##### Dataset entries #####

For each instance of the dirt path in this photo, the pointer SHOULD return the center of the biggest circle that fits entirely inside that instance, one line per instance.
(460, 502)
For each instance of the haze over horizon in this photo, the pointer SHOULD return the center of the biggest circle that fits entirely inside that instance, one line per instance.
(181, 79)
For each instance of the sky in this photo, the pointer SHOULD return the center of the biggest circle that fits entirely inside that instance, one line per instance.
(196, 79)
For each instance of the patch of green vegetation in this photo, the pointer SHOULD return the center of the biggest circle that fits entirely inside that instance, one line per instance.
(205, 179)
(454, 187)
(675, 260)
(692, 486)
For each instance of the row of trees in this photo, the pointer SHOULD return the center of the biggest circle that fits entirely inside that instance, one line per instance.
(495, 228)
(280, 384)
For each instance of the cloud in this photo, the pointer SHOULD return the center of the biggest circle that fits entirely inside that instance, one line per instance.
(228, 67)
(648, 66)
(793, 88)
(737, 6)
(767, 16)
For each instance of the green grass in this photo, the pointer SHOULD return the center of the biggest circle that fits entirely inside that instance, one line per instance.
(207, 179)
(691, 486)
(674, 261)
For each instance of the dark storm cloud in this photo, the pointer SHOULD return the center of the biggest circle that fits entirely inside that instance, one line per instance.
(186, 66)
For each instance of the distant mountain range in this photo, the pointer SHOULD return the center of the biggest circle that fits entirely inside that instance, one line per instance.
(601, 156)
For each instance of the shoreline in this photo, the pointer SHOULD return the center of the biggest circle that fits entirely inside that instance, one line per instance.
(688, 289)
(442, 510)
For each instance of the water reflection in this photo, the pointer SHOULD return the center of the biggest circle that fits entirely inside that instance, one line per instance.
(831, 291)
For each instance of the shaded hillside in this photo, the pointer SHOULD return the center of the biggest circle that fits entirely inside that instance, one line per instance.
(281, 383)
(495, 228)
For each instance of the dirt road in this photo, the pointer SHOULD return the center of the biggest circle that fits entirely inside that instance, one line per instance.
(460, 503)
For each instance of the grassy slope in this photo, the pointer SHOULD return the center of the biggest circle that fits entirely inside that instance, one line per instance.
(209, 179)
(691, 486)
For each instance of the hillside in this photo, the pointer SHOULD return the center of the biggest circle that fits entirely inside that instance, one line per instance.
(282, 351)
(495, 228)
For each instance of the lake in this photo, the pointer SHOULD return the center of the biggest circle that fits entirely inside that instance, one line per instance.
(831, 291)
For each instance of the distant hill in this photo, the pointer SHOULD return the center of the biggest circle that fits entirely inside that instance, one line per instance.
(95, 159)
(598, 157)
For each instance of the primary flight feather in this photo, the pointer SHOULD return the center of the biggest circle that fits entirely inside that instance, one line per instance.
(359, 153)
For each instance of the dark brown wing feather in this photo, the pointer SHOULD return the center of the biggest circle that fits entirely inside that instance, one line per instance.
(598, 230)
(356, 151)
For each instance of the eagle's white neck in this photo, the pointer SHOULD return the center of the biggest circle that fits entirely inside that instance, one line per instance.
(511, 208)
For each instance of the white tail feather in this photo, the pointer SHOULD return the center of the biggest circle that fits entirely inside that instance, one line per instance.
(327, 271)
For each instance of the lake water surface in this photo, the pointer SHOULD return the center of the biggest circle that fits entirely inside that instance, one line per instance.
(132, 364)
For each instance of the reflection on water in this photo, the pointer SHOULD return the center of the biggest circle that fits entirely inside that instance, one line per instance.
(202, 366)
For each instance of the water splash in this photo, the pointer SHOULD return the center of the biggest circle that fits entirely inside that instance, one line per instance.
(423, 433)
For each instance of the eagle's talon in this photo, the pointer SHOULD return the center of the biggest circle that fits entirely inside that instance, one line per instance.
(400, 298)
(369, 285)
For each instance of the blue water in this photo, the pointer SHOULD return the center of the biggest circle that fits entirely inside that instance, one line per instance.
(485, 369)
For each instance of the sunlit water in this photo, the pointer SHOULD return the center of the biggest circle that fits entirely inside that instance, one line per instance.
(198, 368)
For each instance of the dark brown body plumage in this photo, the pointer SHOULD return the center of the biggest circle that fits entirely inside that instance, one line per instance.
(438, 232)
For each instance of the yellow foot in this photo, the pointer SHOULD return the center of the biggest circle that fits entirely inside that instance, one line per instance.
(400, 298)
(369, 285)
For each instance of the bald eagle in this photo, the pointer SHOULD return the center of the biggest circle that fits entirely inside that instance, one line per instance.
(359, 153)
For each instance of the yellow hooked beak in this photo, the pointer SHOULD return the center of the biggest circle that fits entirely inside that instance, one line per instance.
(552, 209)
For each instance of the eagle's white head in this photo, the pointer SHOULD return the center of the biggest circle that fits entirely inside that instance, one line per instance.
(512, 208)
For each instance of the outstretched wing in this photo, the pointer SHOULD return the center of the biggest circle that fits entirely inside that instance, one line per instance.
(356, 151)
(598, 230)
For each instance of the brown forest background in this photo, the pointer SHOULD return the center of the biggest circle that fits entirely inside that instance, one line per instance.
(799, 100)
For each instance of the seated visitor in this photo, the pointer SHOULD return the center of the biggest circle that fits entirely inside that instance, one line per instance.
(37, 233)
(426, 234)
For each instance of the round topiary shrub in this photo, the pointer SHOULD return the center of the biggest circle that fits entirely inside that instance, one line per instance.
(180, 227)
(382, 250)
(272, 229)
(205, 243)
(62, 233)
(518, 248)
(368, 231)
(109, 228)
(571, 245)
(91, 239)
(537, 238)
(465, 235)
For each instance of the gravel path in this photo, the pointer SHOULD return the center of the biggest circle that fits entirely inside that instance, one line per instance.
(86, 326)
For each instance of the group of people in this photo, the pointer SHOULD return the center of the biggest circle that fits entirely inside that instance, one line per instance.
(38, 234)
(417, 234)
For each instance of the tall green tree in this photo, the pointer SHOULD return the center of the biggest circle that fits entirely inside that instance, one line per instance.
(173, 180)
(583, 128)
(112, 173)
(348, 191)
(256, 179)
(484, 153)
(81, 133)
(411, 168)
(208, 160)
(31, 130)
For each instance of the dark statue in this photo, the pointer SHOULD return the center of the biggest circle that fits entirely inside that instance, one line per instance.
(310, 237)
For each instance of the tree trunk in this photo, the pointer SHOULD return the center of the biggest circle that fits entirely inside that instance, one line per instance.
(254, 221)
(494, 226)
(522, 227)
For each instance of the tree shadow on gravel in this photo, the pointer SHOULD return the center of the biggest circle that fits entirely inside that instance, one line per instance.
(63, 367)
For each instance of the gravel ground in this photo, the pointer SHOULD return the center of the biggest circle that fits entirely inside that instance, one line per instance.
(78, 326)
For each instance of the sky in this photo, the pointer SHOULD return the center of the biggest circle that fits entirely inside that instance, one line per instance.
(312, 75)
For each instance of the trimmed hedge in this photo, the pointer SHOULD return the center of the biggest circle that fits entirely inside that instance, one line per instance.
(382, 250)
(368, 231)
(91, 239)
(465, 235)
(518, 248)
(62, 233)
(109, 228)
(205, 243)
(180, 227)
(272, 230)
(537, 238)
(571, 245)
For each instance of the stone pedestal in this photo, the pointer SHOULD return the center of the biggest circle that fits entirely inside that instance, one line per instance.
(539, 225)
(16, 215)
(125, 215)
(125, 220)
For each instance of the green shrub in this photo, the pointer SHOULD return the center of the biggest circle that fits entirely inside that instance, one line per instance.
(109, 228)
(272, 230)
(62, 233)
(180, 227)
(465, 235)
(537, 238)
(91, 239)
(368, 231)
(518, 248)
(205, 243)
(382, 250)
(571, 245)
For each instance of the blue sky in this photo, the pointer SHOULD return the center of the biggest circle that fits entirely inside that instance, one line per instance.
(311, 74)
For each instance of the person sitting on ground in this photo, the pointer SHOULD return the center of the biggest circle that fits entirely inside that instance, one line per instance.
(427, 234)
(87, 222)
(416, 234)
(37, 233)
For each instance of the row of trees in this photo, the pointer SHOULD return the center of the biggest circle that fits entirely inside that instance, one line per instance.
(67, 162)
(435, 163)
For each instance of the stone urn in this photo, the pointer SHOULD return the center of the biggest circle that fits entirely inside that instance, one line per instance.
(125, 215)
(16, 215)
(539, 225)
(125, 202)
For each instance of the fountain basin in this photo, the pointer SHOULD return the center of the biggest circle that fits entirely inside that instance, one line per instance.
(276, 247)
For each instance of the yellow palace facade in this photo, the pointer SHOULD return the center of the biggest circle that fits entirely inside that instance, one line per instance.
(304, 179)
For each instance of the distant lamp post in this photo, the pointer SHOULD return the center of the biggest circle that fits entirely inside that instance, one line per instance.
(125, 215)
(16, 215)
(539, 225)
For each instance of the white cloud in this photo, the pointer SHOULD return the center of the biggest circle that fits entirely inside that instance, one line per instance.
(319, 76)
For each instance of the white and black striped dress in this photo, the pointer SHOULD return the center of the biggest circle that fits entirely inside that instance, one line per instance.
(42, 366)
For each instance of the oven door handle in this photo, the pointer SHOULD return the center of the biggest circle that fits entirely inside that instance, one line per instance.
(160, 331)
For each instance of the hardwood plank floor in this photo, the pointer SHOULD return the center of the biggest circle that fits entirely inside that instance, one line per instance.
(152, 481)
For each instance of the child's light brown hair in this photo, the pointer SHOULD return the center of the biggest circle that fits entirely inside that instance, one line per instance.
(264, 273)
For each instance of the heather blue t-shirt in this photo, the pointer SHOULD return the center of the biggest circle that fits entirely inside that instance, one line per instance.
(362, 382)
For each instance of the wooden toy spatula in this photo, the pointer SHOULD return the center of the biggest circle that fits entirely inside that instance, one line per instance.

#####

• What the task asks
Reproduce only the lines running from the one that contains "For each instance of the distant lamp" to the last line of the records.

• Solved exercise
For each instance of the distant lamp post in this photo, the pointer SHOULD return the center of the biggest circle that fits entirely inside that instance, one line per instance.
(125, 215)
(16, 215)
(539, 225)
For each instance of the white cloud in this photo, the pointer SHOULD return the center of the biggest circle that fits entirely inside that instance, one line per instance.
(319, 76)
For each instance of the white and black striped dress in this photo, the pointer SHOULD return the center of the biggest circle that fits entirely inside that instance, one line per instance.
(42, 366)
For each instance of the oven door handle in this photo, the pointer SHOULD return the center of the biggest circle that fits entirely inside that instance, one line per instance.
(160, 331)
For each instance of the hardwood plank floor in this photo, the pointer SHOULD return the center of the biggest circle that fits entirely inside that instance, one line per instance.
(152, 481)
For each instance of the child's light brown hair in this photo, the pointer SHOULD return the center of the biggest circle that fits entirely inside that instance, one line per instance.
(264, 273)
For each instance of the heather blue t-shirt in this photo, the pointer SHOULD return the center of the biggest circle that fits entirely inside that instance, one line per instance.
(362, 382)
For each instance of the wooden toy spatula in this photo, the pointer SHOULD return the center of the biggest circle that fits entirely inside that instance, one line per instance.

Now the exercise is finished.